:: Supplied passage ::
════

<h1 align='center'> Finding the Top Neighborhoods to Open a Restaurant in NYC</h1>

# 1. Introduction

New York City, often called 'The City' or simply 'New York', is the most populous city in the United States. New York City has been described as the cultural, financial, and media capital of the world, significantly influencing commerce, entertainment, research, technology, education, politics, tourism, art, fashion, and sports. With an estimated 2019 population of 8,336,817 distributed over about 302.6 square mile, New York is also the most densely populated major city in the United States.

With such a densely populated city, it is found that New York is filled with restaurants in almost all neighborhoods. In such a city, it is often difficult for someone to find the best place to open their own restaurant.

In this project, we will be leveraging data from various sources on the internet, to help us find the best neighborhoods for a stakeholder to open their restaurant, in order to get guaranteed business and footfall.

# 2. Data

## 2.1 Source

In order to carry forward this project we will need to gather the required data from the internet. The larger the dataset, the better our model will perform in finding the best neighborhoods in New York.

One of the main datasets we will be using is the neighborhood dataset for New York City. We will use <a href='https://cocl.us/new_york_dataset'>this</a> NYC dataset to get all the data we need for NYC Neighborhoods and Boroughs.

════

:: Data excerpt ::

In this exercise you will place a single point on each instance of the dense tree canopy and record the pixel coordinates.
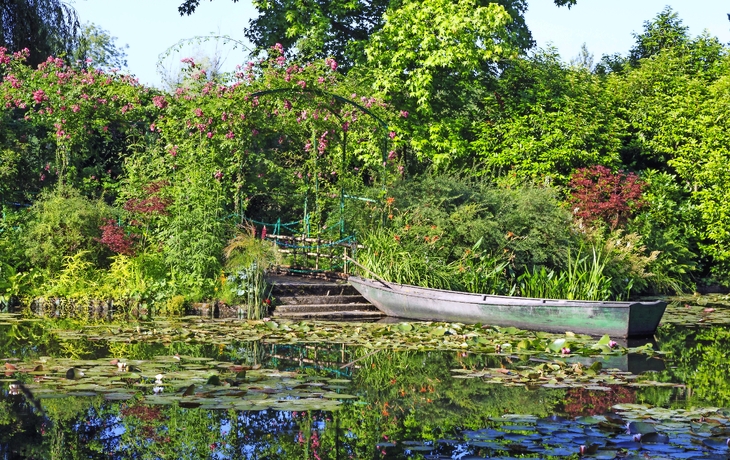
(45, 27)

════

:: Questions on the material ::
(1) Retype the restaurant-location write-up, starting at "In order to carry" and ending at "Neighborhoods and Boroughs.".
(2) Using the restaurant-location write-up, answer these:
(a) What was New York City's estimated population in 2019?
(b) Over roughly how many square miles is that population spread?
(c) Which dataset will supply the information on NYC neighborhoods and boroughs?
(3) Pick up the restaurant-location write-up after its final sentence and write what comes next.
The data are separate material, unrelated to the restaurant-location write-up.

:: Answers given ::
(1)
In order to carry forward this project we will need to gather the required data from the internet. The larger the dataset, the better our model will perform in finding the best neighborhoods in New York.

One of the main datasets we will be using is the neighborhood dataset for New York City. We will use <a href='https://cocl.us/new_york_dataset'>this</a> NYC dataset to get all the data we need for NYC Neighborhoods and Boroughs.

(2)
(a) 8,336,817
(b) About 302.6 square miles
(c) The neighborhood dataset for New York City

(3)
We will also be leveraging the <a href='https://developer.foursquare.com/'>Foursquare API</a> in this project, in order to get data related to all the restaurants(venues) in a neighborhood.

## 2.2 Acquisition

**Let's fetch and load the NYC dataset with all the Neighborhoods and Boroughs in NYC**

In [1]:
import json # importing a library required for handling .json files
import pandas as pd # importing a library useful for handling data with DataFrames

In [2]:
!wget -q -O 'newyork_data.json' https://cocl.us/new_york_dataset # Fetching the data from a remote cloud server
with open('newyork_data.json') as json_data: # Opening the .json file and loading the data into a variable
    newyork_data = json.load(json_data)

neighborhoods_data = newyork_data['features'] # Since all the data we need is strored in the 'features' key, we will have to extract that from the raw json

column_names = ['Borough', 'Neighborhood', 'Latitude', 'Longitude'] # Defining the columns of the DataFrame
neighborhoods = pd.DataFrame(columns=column_names) # Creating a DataFrame for storing the NYC data

for data in neighborhoods_data: # Looping through the data points in out dataset and storing them in a pandas DataFrame for easier analysis and usage 
    borough = neighborhood_name = data['properties']['borough'] 
    neighborhood_name = data['properties']['name']
    neighborhood_latlon = data['geometry']['coordinates']
    neighborhood_lat = neighborhood_latlon[1]
    neighborhood_lon = neighborhood_latlon[0]
    neighborhoods = neighborhoods.append({'Borough': borough,
                                          'Neighborhood': neighborhood_name,
                                          'Latitude': neighborhood_lat,
                                          'Longitude': neighborhood_lon}, ignore_index=True)


print('New York City Neighborhood Data Loaded with {} boroughs and {} neighborhoods!'.format(len(neighborhoods['Borough'].unique()),neighborhoods.shape[0]))

New York City Neighborhood Data Loaded with 5 boroughs and 306 neighborhoods!


In [3]:
# Check what the dataset looks like
print(neighborhoods.shape)
neighborhoods.head()

(306, 4)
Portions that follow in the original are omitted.